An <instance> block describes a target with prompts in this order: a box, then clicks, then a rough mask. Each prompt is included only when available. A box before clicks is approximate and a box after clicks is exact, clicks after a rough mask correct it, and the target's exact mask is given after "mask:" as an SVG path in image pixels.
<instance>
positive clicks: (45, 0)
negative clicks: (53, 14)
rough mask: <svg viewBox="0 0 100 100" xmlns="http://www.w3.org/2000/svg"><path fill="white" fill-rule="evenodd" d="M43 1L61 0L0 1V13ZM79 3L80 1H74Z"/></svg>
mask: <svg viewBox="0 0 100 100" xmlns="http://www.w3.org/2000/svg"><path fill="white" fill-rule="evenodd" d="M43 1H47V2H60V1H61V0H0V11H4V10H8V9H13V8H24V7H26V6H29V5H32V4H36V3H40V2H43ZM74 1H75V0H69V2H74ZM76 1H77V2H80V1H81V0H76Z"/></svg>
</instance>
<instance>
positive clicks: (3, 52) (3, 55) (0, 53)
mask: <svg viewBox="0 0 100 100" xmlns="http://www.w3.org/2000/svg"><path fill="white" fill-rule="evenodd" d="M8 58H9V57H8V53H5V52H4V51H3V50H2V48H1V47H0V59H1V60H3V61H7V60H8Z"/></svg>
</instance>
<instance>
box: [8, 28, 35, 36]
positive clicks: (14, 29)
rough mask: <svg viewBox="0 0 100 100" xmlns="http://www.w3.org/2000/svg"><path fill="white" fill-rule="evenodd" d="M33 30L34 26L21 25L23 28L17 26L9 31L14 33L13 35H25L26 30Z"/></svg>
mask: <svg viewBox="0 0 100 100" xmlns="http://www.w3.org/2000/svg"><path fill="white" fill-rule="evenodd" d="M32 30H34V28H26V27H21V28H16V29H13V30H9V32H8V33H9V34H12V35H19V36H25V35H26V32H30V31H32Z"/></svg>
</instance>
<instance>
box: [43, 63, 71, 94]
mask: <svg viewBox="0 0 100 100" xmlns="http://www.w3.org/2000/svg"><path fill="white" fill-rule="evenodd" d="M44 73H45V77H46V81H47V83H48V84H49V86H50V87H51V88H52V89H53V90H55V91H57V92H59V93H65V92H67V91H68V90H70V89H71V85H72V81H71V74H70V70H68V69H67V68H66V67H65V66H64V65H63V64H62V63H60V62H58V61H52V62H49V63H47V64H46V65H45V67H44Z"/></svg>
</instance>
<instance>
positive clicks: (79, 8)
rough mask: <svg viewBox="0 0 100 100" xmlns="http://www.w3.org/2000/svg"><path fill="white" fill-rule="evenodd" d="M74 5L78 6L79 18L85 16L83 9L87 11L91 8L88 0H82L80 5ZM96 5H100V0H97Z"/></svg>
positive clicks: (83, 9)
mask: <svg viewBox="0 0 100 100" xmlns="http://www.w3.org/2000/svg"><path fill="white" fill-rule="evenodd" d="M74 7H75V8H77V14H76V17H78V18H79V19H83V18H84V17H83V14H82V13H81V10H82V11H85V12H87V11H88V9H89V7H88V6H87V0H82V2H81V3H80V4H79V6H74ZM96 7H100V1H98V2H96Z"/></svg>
#####
How to complete this task
Reproduce each of the records word for word.

Answer to this task
An <instance> block describes a target with prompts in this order: a box, then clicks, then a rough mask. Each prompt is included only when available. A box before clicks is approximate and a box after clicks is exact, clicks after a rough mask correct it, and the target's exact mask is given after "mask:" as an SVG path in image pixels.
<instance>
positive clicks: (45, 0)
negative clicks: (53, 14)
rough mask: <svg viewBox="0 0 100 100" xmlns="http://www.w3.org/2000/svg"><path fill="white" fill-rule="evenodd" d="M43 1L61 0L0 1V13ZM79 3L80 1H74Z"/></svg>
mask: <svg viewBox="0 0 100 100" xmlns="http://www.w3.org/2000/svg"><path fill="white" fill-rule="evenodd" d="M43 1H47V2H60V1H61V0H0V11H4V10H8V9H13V8H24V7H26V6H29V5H32V4H36V3H40V2H43ZM74 1H75V0H69V2H74ZM76 1H77V2H80V1H81V0H76Z"/></svg>
</instance>
<instance>
positive clicks: (3, 52) (3, 55) (0, 53)
mask: <svg viewBox="0 0 100 100" xmlns="http://www.w3.org/2000/svg"><path fill="white" fill-rule="evenodd" d="M8 58H9V57H8V53H5V52H4V51H3V50H2V48H1V47H0V59H1V60H3V61H7V60H8Z"/></svg>
</instance>
<instance>
box: [8, 28, 35, 36]
positive clicks: (14, 29)
rough mask: <svg viewBox="0 0 100 100" xmlns="http://www.w3.org/2000/svg"><path fill="white" fill-rule="evenodd" d="M33 30L34 26L21 25L23 28L17 26L9 31L14 33L13 35H25L26 30Z"/></svg>
mask: <svg viewBox="0 0 100 100" xmlns="http://www.w3.org/2000/svg"><path fill="white" fill-rule="evenodd" d="M32 30H34V28H26V27H21V28H16V29H13V30H9V32H8V33H9V34H12V35H19V36H25V35H26V32H30V31H32Z"/></svg>
</instance>
<instance>
box: [43, 63, 71, 94]
mask: <svg viewBox="0 0 100 100" xmlns="http://www.w3.org/2000/svg"><path fill="white" fill-rule="evenodd" d="M44 73H45V77H46V81H47V83H48V84H49V86H50V87H51V88H52V89H53V90H55V91H57V92H59V93H65V92H67V91H68V90H70V89H71V85H72V81H71V74H70V70H68V69H67V68H66V67H65V66H64V65H63V64H62V63H60V62H58V61H52V62H49V63H47V64H46V65H45V67H44Z"/></svg>
</instance>
<instance>
positive clicks: (79, 8)
rough mask: <svg viewBox="0 0 100 100" xmlns="http://www.w3.org/2000/svg"><path fill="white" fill-rule="evenodd" d="M74 5L78 6L79 18L85 16L83 9L87 11L91 8L88 0H82L80 5ZM96 5H100V0H97Z"/></svg>
positive clicks: (83, 9)
mask: <svg viewBox="0 0 100 100" xmlns="http://www.w3.org/2000/svg"><path fill="white" fill-rule="evenodd" d="M74 7H75V8H77V14H76V17H78V18H79V19H83V18H84V17H83V14H82V13H81V10H82V11H85V12H87V11H88V9H89V7H88V6H87V0H82V2H81V3H80V4H79V6H74ZM96 7H100V1H98V2H96Z"/></svg>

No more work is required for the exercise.